Required work:
A faithful, word-for-word copy of the records is required, and it must contain no pictures.

Source records:
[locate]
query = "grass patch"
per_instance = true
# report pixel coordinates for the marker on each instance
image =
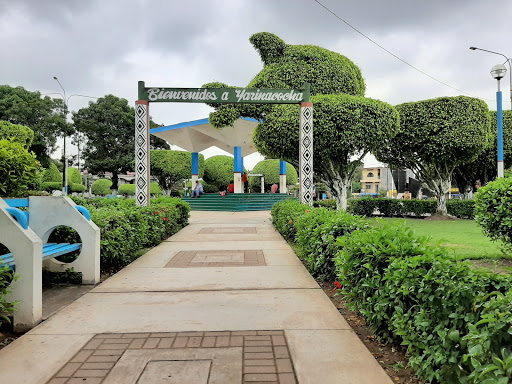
(463, 237)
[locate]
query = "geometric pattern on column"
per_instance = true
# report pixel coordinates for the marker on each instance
(306, 153)
(142, 169)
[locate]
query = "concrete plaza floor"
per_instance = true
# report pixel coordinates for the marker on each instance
(225, 300)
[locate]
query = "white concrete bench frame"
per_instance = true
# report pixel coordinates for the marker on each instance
(45, 214)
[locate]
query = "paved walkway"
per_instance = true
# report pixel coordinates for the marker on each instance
(225, 300)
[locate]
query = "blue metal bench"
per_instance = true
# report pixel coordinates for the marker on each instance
(25, 232)
(50, 250)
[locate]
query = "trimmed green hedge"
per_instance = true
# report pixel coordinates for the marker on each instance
(463, 209)
(454, 320)
(101, 187)
(493, 210)
(127, 228)
(129, 189)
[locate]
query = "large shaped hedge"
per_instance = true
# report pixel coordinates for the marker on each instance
(271, 172)
(19, 169)
(346, 126)
(16, 132)
(435, 137)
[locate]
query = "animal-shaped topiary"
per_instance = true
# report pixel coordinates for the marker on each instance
(291, 66)
(346, 125)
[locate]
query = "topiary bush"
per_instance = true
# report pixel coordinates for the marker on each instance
(19, 169)
(284, 214)
(493, 210)
(52, 174)
(17, 133)
(50, 186)
(74, 176)
(317, 234)
(463, 209)
(101, 187)
(271, 172)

Solution for this exercise:
[locate]
query = "grass patch"
per_instance = true
# report pixel coordinates for the marker on each instance
image =
(463, 237)
[locate]
query = "geometric pattern on column"
per_instance = true
# report pixel coordinates for the marker on each instance
(306, 153)
(142, 169)
[locate]
query = "concrete plaza floor"
per_instance = true
# report pixel coordinates for the marker on each instance
(225, 300)
[locate]
query = "white concrete bench frame"
per_instance = true
# report pixel coordinates for the marker on each instance
(45, 214)
[locate]
query = "paved walkway"
per_instance = true
# report pixel coordinates for the marker on each instance
(225, 300)
[locate]
query = "blue metal bench"
per_instance = true
# report pixel coordinates for the marker on each instance
(25, 232)
(50, 250)
[locate]
query = "trimmed green hedge"
per_instance = true
# report pixel coordinates for the marker on each instance
(463, 209)
(454, 320)
(101, 187)
(493, 210)
(127, 228)
(129, 189)
[locate]
query = "large shaped hedge"
per_instance = true
# report pixel coordinates for the marker on each instance
(271, 172)
(19, 169)
(346, 126)
(16, 132)
(435, 137)
[locate]
query = "animal-shaped topiary"
per_instance = true
# report pixel coordinates for the marker on each instance
(291, 66)
(346, 125)
[locate]
query = "topiary bush"
per_instance = true
# report pixel coordinates for the marker on each instance
(19, 169)
(284, 214)
(493, 210)
(52, 174)
(17, 133)
(50, 186)
(74, 176)
(317, 234)
(463, 209)
(101, 187)
(271, 172)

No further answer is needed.